**Do this:** Put the material from the start through the line containing "321 98 398 119" into a two-column CSV with columns instruction and boxes, one row per instruction. Give its text and its answer each in one quoted field, with line breaks turned into spaces.

**Dataset content:**
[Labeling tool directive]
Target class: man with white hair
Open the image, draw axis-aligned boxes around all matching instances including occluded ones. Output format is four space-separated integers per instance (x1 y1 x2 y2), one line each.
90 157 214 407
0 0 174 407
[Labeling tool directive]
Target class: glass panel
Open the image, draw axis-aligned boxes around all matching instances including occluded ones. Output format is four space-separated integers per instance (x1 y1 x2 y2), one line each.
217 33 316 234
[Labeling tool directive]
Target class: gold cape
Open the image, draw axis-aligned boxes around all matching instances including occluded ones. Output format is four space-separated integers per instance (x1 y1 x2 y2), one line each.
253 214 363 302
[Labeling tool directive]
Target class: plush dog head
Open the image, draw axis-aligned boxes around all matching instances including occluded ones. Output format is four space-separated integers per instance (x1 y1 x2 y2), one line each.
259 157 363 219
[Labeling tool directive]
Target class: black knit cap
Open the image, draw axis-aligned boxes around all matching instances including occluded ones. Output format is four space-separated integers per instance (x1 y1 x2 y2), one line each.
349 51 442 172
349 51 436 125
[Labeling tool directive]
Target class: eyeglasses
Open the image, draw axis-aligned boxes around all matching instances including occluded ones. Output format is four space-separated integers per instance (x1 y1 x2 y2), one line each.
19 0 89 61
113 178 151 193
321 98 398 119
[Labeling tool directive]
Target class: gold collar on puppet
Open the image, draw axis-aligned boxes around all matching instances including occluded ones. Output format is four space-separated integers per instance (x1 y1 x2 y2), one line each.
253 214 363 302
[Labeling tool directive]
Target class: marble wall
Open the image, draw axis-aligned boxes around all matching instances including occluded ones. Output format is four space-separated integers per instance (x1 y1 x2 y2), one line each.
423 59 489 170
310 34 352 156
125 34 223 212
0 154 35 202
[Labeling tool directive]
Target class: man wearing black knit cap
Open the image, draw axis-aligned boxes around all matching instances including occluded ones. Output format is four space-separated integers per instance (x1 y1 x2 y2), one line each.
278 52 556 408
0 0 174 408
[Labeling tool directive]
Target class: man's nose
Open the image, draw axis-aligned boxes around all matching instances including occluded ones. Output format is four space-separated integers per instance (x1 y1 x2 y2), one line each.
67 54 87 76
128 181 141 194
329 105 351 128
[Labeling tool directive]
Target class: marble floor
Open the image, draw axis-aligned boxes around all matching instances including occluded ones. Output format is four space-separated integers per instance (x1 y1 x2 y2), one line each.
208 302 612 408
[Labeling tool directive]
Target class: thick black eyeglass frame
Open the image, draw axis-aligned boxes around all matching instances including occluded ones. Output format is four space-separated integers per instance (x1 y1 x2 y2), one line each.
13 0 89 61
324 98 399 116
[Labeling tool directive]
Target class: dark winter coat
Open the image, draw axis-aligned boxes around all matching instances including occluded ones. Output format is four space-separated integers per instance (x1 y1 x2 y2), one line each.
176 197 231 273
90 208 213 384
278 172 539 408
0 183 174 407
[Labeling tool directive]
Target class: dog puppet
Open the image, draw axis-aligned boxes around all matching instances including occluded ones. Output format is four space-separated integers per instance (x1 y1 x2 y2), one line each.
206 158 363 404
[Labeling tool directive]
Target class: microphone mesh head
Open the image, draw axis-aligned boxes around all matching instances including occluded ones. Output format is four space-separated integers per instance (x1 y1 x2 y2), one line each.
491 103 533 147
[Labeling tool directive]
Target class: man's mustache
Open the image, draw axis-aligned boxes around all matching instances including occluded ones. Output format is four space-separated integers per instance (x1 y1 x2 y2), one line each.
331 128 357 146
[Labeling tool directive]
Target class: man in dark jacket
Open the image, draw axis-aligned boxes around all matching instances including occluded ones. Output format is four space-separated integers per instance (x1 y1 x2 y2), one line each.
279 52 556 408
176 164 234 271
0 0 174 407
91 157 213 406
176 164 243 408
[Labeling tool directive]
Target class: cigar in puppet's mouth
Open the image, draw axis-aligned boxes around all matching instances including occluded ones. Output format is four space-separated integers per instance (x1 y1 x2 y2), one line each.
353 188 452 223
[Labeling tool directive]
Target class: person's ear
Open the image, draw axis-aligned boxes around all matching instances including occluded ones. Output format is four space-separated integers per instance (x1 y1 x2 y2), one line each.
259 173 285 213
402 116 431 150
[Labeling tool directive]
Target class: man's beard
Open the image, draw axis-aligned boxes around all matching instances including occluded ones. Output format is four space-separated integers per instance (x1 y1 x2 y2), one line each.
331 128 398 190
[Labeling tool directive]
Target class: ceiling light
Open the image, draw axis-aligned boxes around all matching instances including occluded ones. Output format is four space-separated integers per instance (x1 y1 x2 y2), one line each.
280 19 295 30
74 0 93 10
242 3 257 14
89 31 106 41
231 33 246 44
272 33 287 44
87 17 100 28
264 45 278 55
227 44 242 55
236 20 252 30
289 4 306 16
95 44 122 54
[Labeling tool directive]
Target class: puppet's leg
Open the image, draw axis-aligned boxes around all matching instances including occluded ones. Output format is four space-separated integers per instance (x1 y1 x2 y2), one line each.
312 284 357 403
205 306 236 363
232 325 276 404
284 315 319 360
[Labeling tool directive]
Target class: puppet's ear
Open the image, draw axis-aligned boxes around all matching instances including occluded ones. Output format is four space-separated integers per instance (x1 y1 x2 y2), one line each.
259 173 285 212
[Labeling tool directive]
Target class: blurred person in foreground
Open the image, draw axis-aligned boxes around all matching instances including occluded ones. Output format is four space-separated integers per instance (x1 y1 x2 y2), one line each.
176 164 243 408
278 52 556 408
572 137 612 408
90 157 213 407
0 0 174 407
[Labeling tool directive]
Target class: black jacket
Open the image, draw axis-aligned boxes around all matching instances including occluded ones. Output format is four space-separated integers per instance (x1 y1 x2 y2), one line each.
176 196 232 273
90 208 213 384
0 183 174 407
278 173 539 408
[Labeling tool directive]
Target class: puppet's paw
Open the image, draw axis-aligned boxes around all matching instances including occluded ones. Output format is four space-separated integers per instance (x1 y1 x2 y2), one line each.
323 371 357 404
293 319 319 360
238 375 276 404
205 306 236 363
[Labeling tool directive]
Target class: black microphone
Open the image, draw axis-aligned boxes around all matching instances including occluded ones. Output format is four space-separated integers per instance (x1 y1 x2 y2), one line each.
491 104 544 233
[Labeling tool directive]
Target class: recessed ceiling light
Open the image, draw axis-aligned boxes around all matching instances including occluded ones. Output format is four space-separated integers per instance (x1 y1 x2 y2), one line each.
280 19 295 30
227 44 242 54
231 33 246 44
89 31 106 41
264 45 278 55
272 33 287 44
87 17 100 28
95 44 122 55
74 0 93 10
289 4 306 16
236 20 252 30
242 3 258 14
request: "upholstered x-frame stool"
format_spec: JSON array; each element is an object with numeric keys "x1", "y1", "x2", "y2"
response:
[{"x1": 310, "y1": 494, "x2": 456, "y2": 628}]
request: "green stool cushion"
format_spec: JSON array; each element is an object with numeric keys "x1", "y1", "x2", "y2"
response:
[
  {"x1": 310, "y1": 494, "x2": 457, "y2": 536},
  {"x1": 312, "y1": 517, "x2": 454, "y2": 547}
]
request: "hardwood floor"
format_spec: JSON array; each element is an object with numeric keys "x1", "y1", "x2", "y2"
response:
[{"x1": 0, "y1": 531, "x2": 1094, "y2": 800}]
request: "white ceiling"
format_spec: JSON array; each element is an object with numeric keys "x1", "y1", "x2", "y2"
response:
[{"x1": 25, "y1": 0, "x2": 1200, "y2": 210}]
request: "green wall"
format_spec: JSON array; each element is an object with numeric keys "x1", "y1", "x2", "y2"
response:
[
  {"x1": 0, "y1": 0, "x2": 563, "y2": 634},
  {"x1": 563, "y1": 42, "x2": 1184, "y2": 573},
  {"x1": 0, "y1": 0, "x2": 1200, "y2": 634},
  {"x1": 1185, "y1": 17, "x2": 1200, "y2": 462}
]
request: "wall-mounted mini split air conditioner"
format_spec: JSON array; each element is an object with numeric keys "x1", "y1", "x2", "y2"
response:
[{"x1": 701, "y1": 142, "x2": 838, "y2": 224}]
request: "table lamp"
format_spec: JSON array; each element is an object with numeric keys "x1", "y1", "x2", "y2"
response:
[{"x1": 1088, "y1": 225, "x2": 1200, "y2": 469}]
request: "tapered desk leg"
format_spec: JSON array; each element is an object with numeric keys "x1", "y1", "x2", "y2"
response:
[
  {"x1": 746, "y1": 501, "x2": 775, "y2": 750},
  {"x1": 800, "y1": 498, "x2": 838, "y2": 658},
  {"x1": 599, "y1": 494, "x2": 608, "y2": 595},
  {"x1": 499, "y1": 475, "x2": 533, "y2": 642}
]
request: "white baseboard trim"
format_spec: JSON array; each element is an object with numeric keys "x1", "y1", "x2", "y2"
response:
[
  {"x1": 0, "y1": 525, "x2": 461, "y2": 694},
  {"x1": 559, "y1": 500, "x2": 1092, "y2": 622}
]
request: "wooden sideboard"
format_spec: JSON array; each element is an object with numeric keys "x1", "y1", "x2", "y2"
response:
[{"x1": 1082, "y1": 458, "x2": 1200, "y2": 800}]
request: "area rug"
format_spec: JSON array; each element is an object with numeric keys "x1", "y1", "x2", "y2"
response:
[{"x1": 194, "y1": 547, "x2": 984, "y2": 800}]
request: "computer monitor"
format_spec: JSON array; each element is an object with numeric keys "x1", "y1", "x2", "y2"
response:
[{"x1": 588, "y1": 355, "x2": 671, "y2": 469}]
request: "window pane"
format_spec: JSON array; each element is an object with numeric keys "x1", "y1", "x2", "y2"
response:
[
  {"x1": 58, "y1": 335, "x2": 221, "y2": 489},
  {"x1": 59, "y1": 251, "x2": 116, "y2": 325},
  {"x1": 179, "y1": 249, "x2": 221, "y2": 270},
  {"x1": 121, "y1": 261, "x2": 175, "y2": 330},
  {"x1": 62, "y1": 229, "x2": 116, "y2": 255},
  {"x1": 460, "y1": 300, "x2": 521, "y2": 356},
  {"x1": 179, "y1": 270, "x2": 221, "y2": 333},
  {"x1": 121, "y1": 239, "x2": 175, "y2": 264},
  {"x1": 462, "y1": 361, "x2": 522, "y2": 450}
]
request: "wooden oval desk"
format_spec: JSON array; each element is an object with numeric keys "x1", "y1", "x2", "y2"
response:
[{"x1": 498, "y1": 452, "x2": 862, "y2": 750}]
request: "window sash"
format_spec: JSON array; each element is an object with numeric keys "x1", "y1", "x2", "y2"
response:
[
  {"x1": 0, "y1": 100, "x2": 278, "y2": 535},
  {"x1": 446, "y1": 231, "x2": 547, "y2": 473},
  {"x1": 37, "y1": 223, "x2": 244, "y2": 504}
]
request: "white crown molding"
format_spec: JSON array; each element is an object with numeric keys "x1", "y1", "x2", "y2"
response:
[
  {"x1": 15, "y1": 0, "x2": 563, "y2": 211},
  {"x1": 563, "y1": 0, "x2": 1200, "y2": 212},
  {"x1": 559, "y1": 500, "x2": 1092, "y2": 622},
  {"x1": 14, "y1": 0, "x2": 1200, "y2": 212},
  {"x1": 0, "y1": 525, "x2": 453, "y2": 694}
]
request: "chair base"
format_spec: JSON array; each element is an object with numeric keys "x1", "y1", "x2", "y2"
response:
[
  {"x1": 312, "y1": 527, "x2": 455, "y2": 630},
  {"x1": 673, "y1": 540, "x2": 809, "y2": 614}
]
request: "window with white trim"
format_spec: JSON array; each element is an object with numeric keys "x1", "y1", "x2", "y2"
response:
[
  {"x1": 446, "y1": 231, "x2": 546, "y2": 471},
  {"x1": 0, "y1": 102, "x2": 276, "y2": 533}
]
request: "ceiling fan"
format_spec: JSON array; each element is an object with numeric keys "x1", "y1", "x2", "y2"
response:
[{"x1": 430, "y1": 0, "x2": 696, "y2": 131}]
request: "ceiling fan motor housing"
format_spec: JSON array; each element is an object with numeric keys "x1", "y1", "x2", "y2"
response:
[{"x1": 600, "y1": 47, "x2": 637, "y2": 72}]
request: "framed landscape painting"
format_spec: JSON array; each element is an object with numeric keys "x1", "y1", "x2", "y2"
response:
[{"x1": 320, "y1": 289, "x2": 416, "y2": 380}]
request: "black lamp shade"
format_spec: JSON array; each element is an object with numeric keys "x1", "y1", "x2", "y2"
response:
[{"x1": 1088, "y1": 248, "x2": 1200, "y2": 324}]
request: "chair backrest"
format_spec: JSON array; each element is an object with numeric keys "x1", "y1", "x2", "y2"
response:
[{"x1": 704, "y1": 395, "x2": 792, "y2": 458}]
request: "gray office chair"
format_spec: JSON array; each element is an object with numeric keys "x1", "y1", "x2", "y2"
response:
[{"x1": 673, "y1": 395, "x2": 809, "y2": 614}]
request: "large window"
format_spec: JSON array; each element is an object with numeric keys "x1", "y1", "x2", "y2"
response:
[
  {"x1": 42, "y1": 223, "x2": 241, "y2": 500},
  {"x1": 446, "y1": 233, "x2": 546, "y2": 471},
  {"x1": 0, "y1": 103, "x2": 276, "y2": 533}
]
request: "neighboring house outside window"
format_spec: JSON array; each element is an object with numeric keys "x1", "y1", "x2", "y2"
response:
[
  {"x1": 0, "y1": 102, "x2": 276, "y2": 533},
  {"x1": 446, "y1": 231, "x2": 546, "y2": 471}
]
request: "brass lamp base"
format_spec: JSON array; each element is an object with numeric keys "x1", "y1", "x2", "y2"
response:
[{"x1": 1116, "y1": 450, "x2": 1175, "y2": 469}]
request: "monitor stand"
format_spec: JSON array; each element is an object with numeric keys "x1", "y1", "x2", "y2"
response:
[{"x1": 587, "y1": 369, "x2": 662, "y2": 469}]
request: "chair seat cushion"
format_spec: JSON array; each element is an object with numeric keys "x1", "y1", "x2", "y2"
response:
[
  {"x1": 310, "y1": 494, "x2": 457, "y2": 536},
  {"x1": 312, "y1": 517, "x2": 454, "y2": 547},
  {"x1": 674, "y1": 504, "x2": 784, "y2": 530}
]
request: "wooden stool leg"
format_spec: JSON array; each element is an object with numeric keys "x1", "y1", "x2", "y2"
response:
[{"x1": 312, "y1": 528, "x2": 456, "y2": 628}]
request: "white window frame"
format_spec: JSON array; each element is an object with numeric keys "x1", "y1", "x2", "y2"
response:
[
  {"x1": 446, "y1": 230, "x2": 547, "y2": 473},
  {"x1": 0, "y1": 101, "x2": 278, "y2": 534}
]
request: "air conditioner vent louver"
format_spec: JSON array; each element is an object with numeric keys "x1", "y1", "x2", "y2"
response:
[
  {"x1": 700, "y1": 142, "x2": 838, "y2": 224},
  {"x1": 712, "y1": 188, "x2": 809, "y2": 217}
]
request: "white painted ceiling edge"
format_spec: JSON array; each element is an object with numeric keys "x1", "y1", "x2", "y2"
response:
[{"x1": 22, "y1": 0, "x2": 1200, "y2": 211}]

**Result of this task:**
instruction,boxes
"[Labeling tool directive] Target class: man with white hair Open the image, draw axis-aligned boxes around all matching instances including occluded ones. Output format is four space-separated integers per instance (x1 y1 x2 y2), one line each.","90 157 214 407 0 0 174 407"
"[Labeling tool directive] Target class: glass panel Open the image, draw axis-aligned boxes around all matching instances including occluded ones. Output format is four space-separated integers per instance (x1 y1 x2 y2), one line each.","217 33 316 234"
"[Labeling tool directive] Target class: gold cape Open the image, draw axis-aligned boxes around all matching instances including occluded ones. Output format is four space-separated integers per instance (x1 y1 x2 y2), one line each.","253 214 363 302"
"[Labeling tool directive] Target class: plush dog head Open the image, draw axis-aligned boxes around all matching instances including occluded ones. Output format is four space-separated integers per instance (x1 y1 x2 y2), one line each.","259 157 363 219"
"[Labeling tool directive] Target class: black knit cap Open the image, draw axis-aligned boxes around all matching instances including occluded ones. Output format is four space-separated integers per instance (x1 y1 x2 y2), one line each.","349 51 442 172 349 51 436 125"
"[Labeling tool directive] Target class: eyeglasses Open the image, draw axis-aligned boxes around all matching instances including occluded ones. Output format is four space-separated integers per instance (x1 y1 x2 y2), one line each.","19 0 89 61 113 178 151 193 321 98 398 119"